=== Excerpt provided ===

Monday, November 01, 2010

SLIMMING WORLD AGAINST THE WORLD

SLIMMING WORLD AGAINST THE WORLD

The Fragrant Mrs Duck, I am sorry to say, has joined a cult.

A dreadful cult that has inveigled its way into her every waking thought, spreading conflict and discord throughout our household.

There are preachy leaflets everywhere. And horrible emotional blackmail.

She's joined Slimming World.

Not that (creepy comment alert) she actually needs to. But she arrived home one afternoon with a carrier bag bearing the words "Slimming World - Because You're ENORMOUS AWESOME!" and our world has changed forever.

And like any good cult, they come with their own propaganda. In this case, a magazine which is - and I quote Rowan Atkinson on exactly the same subject - "Not a million miles away from what Adolf Hitler was trying to do."

=== Information given ===

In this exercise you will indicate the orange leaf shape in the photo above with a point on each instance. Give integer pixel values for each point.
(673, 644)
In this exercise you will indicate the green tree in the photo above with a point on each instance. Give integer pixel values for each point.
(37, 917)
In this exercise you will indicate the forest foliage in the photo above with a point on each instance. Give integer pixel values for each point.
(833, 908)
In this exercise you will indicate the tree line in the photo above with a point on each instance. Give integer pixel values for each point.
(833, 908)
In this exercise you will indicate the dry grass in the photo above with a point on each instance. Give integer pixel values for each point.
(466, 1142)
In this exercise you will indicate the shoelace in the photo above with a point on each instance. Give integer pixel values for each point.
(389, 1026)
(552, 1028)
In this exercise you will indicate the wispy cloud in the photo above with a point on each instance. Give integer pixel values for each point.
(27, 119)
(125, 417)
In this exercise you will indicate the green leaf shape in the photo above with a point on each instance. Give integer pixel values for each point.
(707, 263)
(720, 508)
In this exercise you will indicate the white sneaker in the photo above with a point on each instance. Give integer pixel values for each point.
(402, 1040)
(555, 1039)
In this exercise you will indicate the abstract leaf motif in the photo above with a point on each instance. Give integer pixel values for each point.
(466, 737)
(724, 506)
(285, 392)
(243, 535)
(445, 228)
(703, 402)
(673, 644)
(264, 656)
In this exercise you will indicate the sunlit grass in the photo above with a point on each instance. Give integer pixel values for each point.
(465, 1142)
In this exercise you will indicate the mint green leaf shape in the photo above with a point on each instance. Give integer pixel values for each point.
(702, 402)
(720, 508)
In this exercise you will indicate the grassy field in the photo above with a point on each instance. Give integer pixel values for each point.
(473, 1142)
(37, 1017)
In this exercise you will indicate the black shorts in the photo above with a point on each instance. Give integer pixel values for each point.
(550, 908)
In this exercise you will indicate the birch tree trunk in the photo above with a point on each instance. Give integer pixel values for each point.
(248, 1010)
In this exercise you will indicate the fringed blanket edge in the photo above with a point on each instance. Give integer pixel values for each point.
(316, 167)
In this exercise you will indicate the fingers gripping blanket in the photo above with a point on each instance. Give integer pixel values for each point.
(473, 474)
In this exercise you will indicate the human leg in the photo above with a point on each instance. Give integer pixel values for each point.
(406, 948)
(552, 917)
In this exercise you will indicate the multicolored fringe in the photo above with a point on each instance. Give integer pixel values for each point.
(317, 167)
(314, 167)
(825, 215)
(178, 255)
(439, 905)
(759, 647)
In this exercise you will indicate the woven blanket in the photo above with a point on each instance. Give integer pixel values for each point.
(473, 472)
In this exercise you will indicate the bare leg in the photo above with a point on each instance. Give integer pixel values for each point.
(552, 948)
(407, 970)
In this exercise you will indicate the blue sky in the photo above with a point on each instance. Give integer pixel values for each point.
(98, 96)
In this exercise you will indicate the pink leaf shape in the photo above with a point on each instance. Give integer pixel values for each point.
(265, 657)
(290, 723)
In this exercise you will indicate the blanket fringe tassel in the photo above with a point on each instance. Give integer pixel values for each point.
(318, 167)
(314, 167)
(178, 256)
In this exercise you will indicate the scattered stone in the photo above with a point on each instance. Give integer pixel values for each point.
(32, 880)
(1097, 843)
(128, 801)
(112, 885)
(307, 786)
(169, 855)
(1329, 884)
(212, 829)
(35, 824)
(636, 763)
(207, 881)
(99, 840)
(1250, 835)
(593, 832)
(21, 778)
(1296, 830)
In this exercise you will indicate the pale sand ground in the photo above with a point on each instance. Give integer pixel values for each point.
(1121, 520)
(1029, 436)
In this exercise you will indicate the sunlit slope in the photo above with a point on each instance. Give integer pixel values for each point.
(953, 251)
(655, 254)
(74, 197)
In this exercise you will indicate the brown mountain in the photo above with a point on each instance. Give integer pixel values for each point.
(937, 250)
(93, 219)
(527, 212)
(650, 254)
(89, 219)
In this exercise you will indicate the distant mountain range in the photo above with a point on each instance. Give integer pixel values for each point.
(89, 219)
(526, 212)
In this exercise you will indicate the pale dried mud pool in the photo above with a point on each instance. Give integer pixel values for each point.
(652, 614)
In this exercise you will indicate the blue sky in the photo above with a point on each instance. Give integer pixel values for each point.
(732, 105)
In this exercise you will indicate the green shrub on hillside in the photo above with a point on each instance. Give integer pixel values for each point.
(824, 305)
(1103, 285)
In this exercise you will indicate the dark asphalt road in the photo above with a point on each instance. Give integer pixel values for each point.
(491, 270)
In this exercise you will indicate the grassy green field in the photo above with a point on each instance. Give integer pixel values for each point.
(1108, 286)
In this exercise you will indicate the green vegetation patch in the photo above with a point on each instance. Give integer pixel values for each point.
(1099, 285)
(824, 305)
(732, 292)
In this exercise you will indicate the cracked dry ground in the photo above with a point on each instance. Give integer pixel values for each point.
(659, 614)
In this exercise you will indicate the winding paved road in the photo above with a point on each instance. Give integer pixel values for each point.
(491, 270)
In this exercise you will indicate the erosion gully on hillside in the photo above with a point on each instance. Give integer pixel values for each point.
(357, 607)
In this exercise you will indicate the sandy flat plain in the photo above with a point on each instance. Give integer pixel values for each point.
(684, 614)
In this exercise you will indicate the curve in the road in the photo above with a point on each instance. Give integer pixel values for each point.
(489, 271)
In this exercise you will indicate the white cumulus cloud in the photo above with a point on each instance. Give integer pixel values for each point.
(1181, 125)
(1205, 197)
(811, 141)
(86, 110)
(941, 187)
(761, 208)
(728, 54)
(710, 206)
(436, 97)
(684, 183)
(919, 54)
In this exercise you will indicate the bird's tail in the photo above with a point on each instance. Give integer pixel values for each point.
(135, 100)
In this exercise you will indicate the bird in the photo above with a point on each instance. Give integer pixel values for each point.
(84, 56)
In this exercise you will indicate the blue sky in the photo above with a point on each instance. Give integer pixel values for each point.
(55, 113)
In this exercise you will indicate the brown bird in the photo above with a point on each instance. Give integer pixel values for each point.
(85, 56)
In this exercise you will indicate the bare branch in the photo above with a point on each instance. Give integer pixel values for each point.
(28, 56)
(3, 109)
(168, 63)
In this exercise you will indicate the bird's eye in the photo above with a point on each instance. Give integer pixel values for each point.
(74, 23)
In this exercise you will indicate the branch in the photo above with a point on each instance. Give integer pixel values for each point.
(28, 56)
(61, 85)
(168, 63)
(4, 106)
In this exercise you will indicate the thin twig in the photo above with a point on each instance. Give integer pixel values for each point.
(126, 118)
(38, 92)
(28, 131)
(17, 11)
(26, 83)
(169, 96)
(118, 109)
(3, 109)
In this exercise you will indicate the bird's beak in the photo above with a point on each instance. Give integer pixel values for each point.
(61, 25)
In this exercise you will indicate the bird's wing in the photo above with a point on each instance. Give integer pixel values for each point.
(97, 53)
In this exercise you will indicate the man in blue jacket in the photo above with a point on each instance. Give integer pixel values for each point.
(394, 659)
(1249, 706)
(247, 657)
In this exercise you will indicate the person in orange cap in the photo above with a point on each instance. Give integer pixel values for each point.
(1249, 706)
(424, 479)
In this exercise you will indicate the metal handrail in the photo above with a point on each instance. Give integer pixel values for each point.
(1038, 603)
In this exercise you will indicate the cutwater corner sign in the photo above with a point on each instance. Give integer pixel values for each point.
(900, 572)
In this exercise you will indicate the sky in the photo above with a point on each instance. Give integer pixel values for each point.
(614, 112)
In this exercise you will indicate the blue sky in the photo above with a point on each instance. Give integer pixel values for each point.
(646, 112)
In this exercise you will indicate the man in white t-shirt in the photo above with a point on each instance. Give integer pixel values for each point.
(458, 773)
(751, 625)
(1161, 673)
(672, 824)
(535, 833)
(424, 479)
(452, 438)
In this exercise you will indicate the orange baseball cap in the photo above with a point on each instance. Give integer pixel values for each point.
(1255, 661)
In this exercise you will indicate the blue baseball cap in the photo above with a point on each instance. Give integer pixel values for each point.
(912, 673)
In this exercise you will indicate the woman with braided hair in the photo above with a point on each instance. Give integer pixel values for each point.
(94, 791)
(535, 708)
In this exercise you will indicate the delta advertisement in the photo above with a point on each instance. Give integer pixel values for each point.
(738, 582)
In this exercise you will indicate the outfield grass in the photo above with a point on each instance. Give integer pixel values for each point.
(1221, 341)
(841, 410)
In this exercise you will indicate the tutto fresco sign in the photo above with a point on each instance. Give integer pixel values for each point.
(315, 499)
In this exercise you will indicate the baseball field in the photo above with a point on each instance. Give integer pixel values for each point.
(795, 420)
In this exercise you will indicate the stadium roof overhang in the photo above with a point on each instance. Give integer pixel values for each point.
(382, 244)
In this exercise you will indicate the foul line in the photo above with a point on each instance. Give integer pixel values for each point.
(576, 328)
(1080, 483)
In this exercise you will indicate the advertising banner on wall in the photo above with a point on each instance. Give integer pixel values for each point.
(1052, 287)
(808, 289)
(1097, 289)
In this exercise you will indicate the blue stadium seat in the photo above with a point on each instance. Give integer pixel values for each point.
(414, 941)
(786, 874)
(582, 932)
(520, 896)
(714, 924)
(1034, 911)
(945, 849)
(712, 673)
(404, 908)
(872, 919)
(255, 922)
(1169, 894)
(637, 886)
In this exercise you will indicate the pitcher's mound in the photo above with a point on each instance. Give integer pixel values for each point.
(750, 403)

===

__Parts of the exercise__:
a) In the Slimming World blog post, whose words does the writer quote about the magazine?
b) Write out the part of the Slimming World blog post starting with "A dreadful cult" and going on through "horrible emotional blackmail.".

__Task-by-task solutions__:
a) Rowan Atkinson's.

b)
A dreadful cult that has inveigled its way into her every waking thought, spreading conflict and discord throughout our household.

There are preachy leaflets everywhere. And horrible emotional blackmail.